Translate this sentence from the hinge module passage below into Spanish: "FIG. 9A is a front view illustrating the flexible display 230 and the hinge module 240 according to one or more embodiments of the disclosure."

Text segment:
• • • • • • •

FIG. 9A is a front view illustrating the flexible display 230 and the hinge module 240 according to one or more embodiments of the disclosure. FIG. 9B is a cross-sectional view illustrating the flexible display 230 and the hinge module 240 in the unfolded state of the electronic device according to one or more embodiments of the disclosure. FIG. 9C is a cross-sectional view illustrating the flexible display 230 and the hinge module 240 in the folded state of the electronic device according to one or more embodiments of the disclosure.

Referring to FIG. 9A, the flexible display 230 may be formed such that the folding area (e.g., the folding area 131c of FIG. 1) may be supported by the hinge module 240, and at least a part of the folding area (e.g., the folding area 131c of FIG. 1) may be formed to be surrounded by at least some components (e.g., the first rotation bracket 251 and the second rotation bracket 252) of the hinge module 240.

Referring to FIGS. 8A to 9C, in the unfolded state of the electronic device, the hinge plates 241 and 242 may be located on the rear surface of the flexible display 230 and support the flexible display 230. The fastening portions 241b and 242b of the hinge plates 241 and 242 may be fastened with the fastening members 251e and 252e of the rotation brackets 251 and 252, and rotate around the third and fourth rotation axes (e.g., Ax3 and Ax4 in FIG. 4), respectively.

• • • • • • •

Rows from a pointing dataset:
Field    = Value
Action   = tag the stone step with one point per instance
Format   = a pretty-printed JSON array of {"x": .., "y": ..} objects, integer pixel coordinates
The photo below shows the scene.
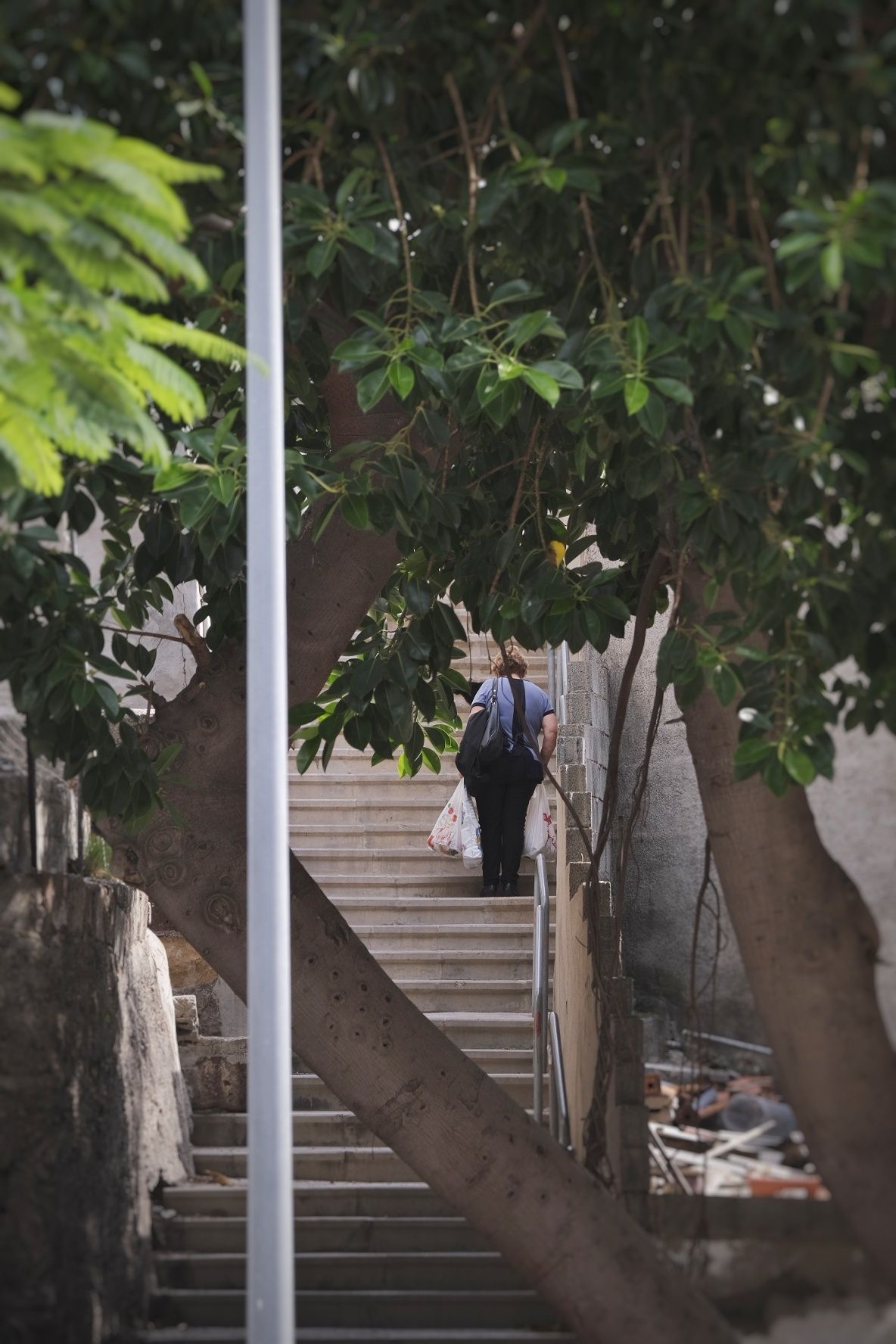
[
  {"x": 456, "y": 938},
  {"x": 496, "y": 1031},
  {"x": 469, "y": 995},
  {"x": 310, "y": 1093},
  {"x": 369, "y": 835},
  {"x": 227, "y": 1129},
  {"x": 433, "y": 883},
  {"x": 381, "y": 835},
  {"x": 410, "y": 808},
  {"x": 325, "y": 1234},
  {"x": 471, "y": 964},
  {"x": 312, "y": 1199},
  {"x": 359, "y": 1335},
  {"x": 339, "y": 1271},
  {"x": 369, "y": 909},
  {"x": 415, "y": 860},
  {"x": 384, "y": 1309},
  {"x": 355, "y": 1163},
  {"x": 425, "y": 791}
]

• • • • • • •

Result of this exercise: La FIG. 9A es una vista frontal que ilustra la pantalla flexible 230 y el módulo de bisagra 240 según una o más realizaciones de la divulgación.